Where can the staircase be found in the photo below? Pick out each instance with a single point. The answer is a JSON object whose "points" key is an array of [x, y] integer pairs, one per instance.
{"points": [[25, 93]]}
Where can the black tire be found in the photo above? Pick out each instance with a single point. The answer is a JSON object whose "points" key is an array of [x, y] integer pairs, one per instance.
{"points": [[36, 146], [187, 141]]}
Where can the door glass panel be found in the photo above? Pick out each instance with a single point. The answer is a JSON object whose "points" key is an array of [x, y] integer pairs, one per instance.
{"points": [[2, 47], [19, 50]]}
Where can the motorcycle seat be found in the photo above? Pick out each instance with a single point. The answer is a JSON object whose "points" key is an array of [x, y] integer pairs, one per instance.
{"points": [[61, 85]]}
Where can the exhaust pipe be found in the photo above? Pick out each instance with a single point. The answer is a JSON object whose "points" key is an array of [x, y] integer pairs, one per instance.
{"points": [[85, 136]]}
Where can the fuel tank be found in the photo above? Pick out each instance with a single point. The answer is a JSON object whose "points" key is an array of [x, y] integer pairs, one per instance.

++++++++++

## Your goal
Rescale the data above by copying out every line, requests included, with each coordinate in the answers multiplied by 1.3 and rounded to a whole number, halves rounding up.

## Task result
Where can the staircase be found in the photo below? Pick out each instance with a single point. The answer is a JSON object whose "points" key is an array of [x, y] integer pairs, one per instance.
{"points": [[33, 121]]}
Where can the black tire be found in the photo above? Pick out each instance with a single point. The answer is a JSON object whose "points" key is an array of [x, y] integer pairs, one per instance.
{"points": [[47, 190], [243, 183]]}
Where can the door glass panel be found in the photo above? Pick out each instance with a single point. The answer is a JSON object whose "points" key is an array of [x, y] integer pairs, one per instance.
{"points": [[3, 61], [25, 65]]}
Where can the motorcycle seat be found in the photo above? Pick out each instance with a single point. The answer is a JSON object whose "points" key is an array of [x, y] integer pairs, one per instance.
{"points": [[79, 111]]}
Where can the exhaust pipe be found in the photo above? Pick out each instance with a single point. The answer is a JSON object whose "points" key is an array of [x, y] integer pairs, one per instance.
{"points": [[111, 177]]}
Where can the fuel tank be found in the photo above? Pick out each instance with a single point. The answer is a JSON object whose "points" key is an array of [x, y] integer pairs, one per instance.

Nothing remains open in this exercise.